> [TEXTE À ANALYSER]:
==========

Dans l’ensemble, la discussion a été assez consensuelle, avec une convergence de vues autour d’un diagnostic peu engageant, et plutôt pessimiste comme cela a été fait observer en conclusion par l’animateur de la discussion qui a néanmoins souhaité corriger quelque peu cette impression en ajoutant une note d’espoir.

Plus précisément on aura noté les éléments suivants :

  • Les politiques publiques sont trop réactives, mesurent peu les impacts et n’anticipent pas suffisamment.
  • Les « économies de marché » (le terme néo-libéralisme a aussi été utilisé avec la même idée critique)  accroissent les inégalités et  allouent les facteurs de production, notamment  le capital, à des activités priorisant le court terme, négligeant les impacts sociaux  et environnementaux; par ailleurs, ce mode d’organisation de la société entretient un culte de la compétition considéré comme une valeur clef pour réussir dans un  monde globalisé mais aussi peu à même de prendre en compte le  sort des classes sociales les plus démunies.
  • L’ensemble de ces facteurs d’ordre systémique ont grandement favorisé la succession des chocs majeurs que l’on connait avec des crises à répétition (pandémie, inflation, guerre en Ukraine, changement climatique, nouvelles technologies), et une ’inquiétude qui se répand et qui mine les relations entre les personnes. Cette inquiétude génère des problèmes complexes et interconnectés (instabilité politique, tensions sociales, montée des nationalismes et du communautarisme…), nécessitant de nouvelles méthodes de résolution des crises et une bien plus grande attention à porter aux questions structurelles pour atténuer les effets de la misère sociale encore très présente partout dans le monde.

Les solutions énoncées prévoient des ruptures dans la manière d’orienter les politiques, les choix d’investissement publics et privés, ainsi que les méthodes de résolution des crises. .
Une approche « claire » de la part des « décideurs » permettra de rétablir la confiance dans les institutions démocratiques et de convaincre les citoyens de traiter les problèmes avec efficacité.

==========

> [CONSIGNE 1]:
Dans le compte rendu de la discussion sur les crises et les politiques publiques, pourquoi l'animateur a-t-il ajouté une note d'espoir en conclusion ? Répondez en une à trois phrases.
> [CONSIGNE 2]:
Rédigez la suite du compte rendu de la discussion sur les crises et les politiques publiques, en partant de sa dernière phrase.

==========

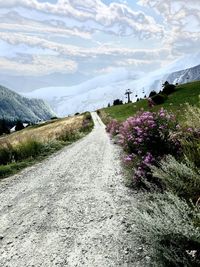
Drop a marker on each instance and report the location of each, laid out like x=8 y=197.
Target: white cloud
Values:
x=37 y=66
x=116 y=18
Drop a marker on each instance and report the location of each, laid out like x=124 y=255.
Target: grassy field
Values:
x=185 y=93
x=28 y=146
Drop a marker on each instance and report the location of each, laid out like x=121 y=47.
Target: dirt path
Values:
x=69 y=210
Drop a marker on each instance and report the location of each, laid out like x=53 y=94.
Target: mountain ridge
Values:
x=13 y=106
x=92 y=95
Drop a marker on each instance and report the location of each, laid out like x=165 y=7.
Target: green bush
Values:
x=159 y=99
x=168 y=227
x=182 y=178
x=6 y=154
x=168 y=88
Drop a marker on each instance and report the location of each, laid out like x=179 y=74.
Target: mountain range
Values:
x=98 y=92
x=14 y=106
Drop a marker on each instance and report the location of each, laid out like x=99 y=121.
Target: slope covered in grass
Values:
x=185 y=93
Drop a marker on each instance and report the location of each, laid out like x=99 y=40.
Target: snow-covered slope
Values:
x=100 y=91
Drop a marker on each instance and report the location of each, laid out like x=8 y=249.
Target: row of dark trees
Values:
x=6 y=125
x=159 y=98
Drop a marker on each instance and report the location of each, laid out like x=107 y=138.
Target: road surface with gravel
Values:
x=69 y=210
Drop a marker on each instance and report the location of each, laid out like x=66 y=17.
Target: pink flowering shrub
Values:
x=146 y=138
x=113 y=127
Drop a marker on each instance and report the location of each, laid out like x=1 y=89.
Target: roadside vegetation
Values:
x=31 y=145
x=161 y=146
x=184 y=93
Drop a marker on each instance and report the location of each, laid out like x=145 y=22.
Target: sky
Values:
x=81 y=39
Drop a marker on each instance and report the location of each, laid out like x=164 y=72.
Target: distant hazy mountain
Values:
x=98 y=92
x=15 y=106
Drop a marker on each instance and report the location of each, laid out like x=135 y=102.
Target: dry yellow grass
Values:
x=44 y=133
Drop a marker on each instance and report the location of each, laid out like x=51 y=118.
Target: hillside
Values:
x=184 y=93
x=101 y=90
x=14 y=106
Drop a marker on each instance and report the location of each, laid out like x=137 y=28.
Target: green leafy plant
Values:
x=168 y=227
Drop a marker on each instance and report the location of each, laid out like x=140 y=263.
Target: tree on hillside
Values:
x=117 y=102
x=168 y=88
x=4 y=129
x=19 y=126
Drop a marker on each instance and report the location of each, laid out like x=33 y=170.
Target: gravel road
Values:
x=69 y=210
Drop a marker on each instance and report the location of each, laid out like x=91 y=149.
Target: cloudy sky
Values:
x=86 y=38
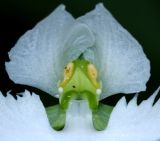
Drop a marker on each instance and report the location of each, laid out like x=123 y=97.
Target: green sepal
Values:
x=100 y=116
x=56 y=116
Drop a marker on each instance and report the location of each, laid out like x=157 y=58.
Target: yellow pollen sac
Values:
x=92 y=74
x=68 y=72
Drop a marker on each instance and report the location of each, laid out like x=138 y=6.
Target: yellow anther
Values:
x=68 y=71
x=92 y=73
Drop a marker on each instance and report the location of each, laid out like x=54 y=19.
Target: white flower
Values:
x=25 y=120
x=39 y=57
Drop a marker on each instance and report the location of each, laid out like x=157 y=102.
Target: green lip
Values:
x=80 y=82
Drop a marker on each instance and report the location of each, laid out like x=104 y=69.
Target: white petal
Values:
x=120 y=59
x=24 y=119
x=39 y=57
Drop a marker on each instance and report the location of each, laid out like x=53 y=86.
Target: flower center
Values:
x=80 y=82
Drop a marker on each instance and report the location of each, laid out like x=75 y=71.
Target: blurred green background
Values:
x=140 y=17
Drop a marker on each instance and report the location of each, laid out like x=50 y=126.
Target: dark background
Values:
x=140 y=17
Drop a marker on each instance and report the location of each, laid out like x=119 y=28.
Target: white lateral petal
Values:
x=24 y=119
x=122 y=64
x=39 y=57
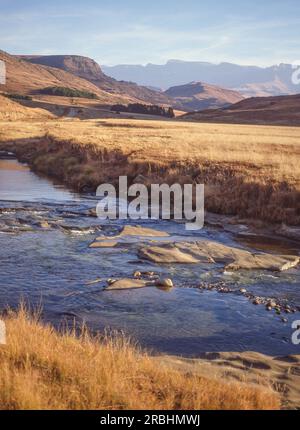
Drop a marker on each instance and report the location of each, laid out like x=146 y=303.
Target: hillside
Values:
x=199 y=96
x=88 y=69
x=283 y=110
x=11 y=110
x=26 y=78
x=251 y=81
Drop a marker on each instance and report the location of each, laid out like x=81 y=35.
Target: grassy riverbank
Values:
x=249 y=171
x=41 y=369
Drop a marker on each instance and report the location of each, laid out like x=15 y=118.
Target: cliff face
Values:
x=88 y=69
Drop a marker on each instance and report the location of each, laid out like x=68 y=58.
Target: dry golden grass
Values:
x=251 y=171
x=41 y=369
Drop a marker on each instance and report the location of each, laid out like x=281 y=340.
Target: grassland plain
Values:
x=250 y=171
x=42 y=369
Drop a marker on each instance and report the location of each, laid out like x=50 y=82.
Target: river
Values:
x=45 y=259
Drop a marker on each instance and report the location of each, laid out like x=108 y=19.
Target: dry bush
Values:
x=42 y=369
x=250 y=171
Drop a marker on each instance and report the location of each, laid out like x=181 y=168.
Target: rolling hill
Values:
x=12 y=110
x=251 y=81
x=199 y=96
x=282 y=110
x=87 y=69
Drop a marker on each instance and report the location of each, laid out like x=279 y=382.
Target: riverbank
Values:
x=42 y=369
x=249 y=171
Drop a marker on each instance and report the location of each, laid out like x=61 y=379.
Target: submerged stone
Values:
x=202 y=252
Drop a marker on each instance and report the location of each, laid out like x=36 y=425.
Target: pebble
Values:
x=111 y=281
x=164 y=282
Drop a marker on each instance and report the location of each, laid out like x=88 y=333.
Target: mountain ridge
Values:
x=198 y=95
x=250 y=80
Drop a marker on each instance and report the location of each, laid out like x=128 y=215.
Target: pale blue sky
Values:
x=261 y=32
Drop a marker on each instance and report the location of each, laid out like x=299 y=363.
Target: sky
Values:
x=138 y=32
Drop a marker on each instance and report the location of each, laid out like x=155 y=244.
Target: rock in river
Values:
x=206 y=251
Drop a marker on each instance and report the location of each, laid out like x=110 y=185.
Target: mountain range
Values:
x=281 y=110
x=32 y=74
x=251 y=81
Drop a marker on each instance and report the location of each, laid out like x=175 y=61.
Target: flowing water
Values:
x=45 y=259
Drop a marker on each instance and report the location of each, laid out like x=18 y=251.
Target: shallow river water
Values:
x=45 y=259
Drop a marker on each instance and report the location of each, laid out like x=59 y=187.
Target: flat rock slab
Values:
x=129 y=284
x=129 y=230
x=292 y=233
x=104 y=244
x=213 y=252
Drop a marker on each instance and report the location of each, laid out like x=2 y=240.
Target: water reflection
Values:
x=45 y=233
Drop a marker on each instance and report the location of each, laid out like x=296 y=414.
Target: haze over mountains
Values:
x=248 y=80
x=31 y=74
x=199 y=96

==========

> [RÉPONSE 1]:
Le diagnostic auquel les participants étaient parvenus était peu engageant et plutôt pessimiste, comme l'animateur l'a lui-même fait observer. Il a donc souhaité corriger quelque peu cette impression en ajoutant une note d'espoir.

> [RÉPONSE 2]:
Pour expliquer les enjeux que les générations actuelles et futures devront affronter, une approche holistique des instruments de mesure des sociétés (PIB, revenus, accès à l’éducation et aux aides sociales, environnement, bien-être…) doit être retenue dans la définition des politiques à engager (cf. approche SAGE : solidarité, autonomisation et responsabilisation, avantages matériels, biens et services / santé, durabilité environnementale).
La majorité des échanges souligne  l’importance de la diversité (culturelle, sociale, internationale, interdisciplinaire) dans l’éducation et dans l’écoute des sociétés. L’éducation doit sensibiliser les apprenants au partage des valeurs humaines (générosité, solidarité, compassion) et enseigner le sens de la communauté humaine. L’école doit jouer ici tout son rôle mais elle ne peut régler à elle seule les questions de justice sociale, sources d’inégalités persistantes.
Plusieurs intervenants ont insisté sur la valeur à attacher à la question des personnes et du lien social ; certains ont appelé à faire évoluer les mentalités autour de l’égalité homme/femme (les femmes sont exclues des technologies de l’IA, exposées aux violences et aux conséquences du changement climatique). Ils appellent aussi à revenir à des modèles  traditionnels de société « refondant la solidarité » comme cela se vérifie en Afrique, pour stabiliser les populations des zones rurales et les dissuader d’émigrer dans les grandes agglomérations urbaines saturées.          

On ne peut qu’être satisfait de ces appels aux valeurs d’humanisme et de respect des personnes, pour répondre aux complexités des sociétés et réduire les tensions qui les affectent.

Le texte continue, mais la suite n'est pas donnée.